*原文*:
################

给定一个包含 n 个整数的数组 nums,判断 nums 中是否存在三个元素 a,b,c ,*使得 *a + b + c = 0 ?找出所有满足条件且不重复的三元组。

**注意:**答案中不可以包含重复的三元组。

例如, 给定数组 nums = [-1, 0, 1, 2, -1, -4],

满足要求的三元组集合为:
[
  [-1, 0, 1],
  [-1, -1, 2]
]

2、解题思路

​ 首先是统计数量,分成两种情况讨论,一种是结果中有重复值,另一种没有

​ 然后进行排序,固定左面的值,在右面的值中,寻找两数之和为当前值的负数,这个可以利用leetcode的第一题的思路来寻找

class Solution:
    def threeSum(self, nums):
        """
        :type nums: List[int]
        :rtype: List[List[int]]
        """
        if len(nums) < 3:
            return []

        result = []

        t = collections.Counter(nums)
        # count_big_two = [v for v in t if t[v] >= 2]
        count_equal_one = sorted(list(t))

        if t[0] >= 3:
            result.append([0, 0, 0])

################

*任务 1*: 更新三数之和题解中以含有“if len(nums) <”的词句开头、以“count_equal_one = sorted(list(t))”结尾的部分,把其中的“count_equal_one”改成“unique_nums”,然后写出改后的这一段。
*任务 2*:
根据三数之和题解回答:
(a) 示例中给定的数组 nums 是什么?
(b) 解题思路里,统计数量后分哪两种情况讨论?
(c) 代码在什么条件下把 [0, 0, 0] 加入 result?
*任务 3*: 接着三数之和题解的最后一行往下续写。
随后的列表是另一份独立的材料。

[物体位置标注数据]

################

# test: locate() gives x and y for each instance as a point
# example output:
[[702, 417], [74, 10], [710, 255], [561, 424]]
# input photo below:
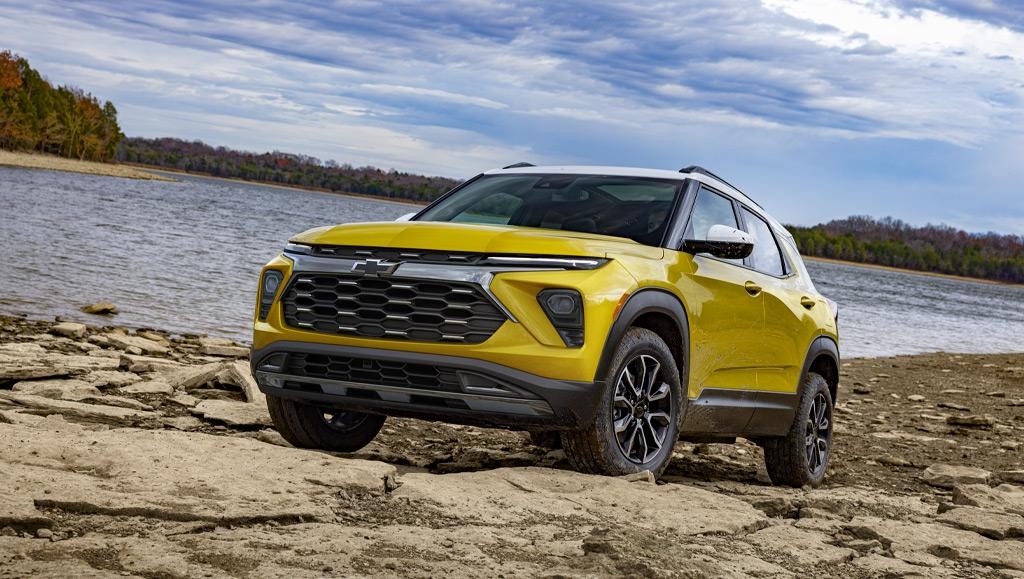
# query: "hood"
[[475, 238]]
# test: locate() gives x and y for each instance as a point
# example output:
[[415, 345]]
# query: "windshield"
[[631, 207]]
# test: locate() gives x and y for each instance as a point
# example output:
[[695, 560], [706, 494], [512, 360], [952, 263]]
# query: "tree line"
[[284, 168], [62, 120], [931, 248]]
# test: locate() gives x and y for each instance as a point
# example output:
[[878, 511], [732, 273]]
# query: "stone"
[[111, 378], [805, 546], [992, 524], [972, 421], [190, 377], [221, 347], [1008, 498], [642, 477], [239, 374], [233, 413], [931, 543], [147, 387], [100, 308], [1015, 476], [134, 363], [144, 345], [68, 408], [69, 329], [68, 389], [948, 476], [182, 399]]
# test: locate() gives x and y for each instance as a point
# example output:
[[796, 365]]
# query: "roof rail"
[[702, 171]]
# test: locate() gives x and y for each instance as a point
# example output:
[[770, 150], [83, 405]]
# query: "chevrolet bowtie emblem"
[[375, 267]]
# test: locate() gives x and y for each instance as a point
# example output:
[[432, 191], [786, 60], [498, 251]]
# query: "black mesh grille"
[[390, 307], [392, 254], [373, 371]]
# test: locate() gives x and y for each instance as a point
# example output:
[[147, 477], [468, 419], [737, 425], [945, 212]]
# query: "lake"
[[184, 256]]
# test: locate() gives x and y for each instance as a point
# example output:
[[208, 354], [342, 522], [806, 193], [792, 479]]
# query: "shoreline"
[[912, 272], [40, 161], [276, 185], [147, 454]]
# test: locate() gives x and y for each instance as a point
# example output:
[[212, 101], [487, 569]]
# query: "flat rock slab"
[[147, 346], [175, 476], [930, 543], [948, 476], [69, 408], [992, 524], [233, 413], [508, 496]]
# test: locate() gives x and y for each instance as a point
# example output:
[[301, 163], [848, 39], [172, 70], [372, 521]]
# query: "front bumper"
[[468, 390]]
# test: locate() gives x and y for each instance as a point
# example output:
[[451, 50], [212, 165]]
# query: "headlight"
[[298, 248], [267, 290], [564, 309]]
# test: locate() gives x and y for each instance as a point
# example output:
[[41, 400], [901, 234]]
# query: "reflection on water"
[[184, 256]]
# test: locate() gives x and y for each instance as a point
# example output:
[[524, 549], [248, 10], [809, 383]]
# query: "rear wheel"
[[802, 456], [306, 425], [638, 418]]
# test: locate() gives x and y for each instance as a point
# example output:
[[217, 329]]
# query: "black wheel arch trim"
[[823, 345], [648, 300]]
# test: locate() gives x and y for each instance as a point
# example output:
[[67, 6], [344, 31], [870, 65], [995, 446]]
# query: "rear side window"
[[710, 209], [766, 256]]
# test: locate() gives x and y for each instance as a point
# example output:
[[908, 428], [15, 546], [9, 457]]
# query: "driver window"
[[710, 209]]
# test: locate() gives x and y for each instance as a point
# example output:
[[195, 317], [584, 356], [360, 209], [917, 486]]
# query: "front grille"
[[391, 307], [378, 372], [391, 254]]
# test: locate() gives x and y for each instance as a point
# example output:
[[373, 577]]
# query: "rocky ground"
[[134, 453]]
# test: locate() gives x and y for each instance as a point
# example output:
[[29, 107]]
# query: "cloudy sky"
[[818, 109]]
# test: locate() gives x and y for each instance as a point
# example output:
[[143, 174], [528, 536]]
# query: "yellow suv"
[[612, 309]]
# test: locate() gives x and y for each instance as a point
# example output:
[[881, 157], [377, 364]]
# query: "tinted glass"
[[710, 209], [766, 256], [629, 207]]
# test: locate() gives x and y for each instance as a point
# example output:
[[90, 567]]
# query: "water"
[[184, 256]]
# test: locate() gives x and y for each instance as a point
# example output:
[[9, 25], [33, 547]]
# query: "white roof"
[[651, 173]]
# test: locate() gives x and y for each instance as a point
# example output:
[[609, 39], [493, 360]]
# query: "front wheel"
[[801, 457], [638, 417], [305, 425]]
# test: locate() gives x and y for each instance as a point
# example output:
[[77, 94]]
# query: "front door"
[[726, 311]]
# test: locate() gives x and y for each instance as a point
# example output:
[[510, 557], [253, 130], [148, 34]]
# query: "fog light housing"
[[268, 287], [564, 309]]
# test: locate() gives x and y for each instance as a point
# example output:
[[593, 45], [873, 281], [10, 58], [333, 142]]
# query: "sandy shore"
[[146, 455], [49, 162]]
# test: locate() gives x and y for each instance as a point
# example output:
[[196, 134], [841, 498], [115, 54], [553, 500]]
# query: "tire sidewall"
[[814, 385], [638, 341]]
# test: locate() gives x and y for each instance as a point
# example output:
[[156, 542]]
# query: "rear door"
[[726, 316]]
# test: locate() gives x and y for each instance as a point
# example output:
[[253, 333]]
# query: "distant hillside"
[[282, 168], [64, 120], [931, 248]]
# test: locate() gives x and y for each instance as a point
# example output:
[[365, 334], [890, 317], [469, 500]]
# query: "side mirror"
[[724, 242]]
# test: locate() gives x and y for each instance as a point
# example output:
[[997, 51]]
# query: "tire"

################

*最终结果 1*:
if len(nums) < 3:
            return []

        result = []

        t = collections.Counter(nums)
        # count_big_two = [v for v in t if t[v] >= 2]
        unique_nums = sorted(list(t))

*最终结果 2*:
(a) [-1, 0, 1, 2, -1, -4]
(b) 一种是结果中有重复值,另一种是结果中没有重复值。
(c) 当 t[0] >= 3 时。

*最终结果 3*:
        for i in range(len(count_equal_one)):
            if count_equal_one[i] >= 0:
                break

            if count_equal_one[i] != 0 and t[count_equal_one[i]] >= 2 and t[-count_equal_one[i] * 2] > 0:
                result.append([count_equal_one[i], count_equal_one[i], -2 * count_equal_one[i]])

            if count_equal_one[i] != 0 and count_equal_one[i] % 2 == 0 and t[-count_equal_one[i] // 2] >= 2:
                result.append([count_equal_one[i], -count_equal_one[i] // 2, -count_equal_one[i] // 2])

            temp = {}
            for j in range(i + 1, len(count_equal_one)):
                if count_equal_one[j] in temp:
                    result.append([count_equal_one[i], count_equal_one[j], temp[count_equal_one[j]]])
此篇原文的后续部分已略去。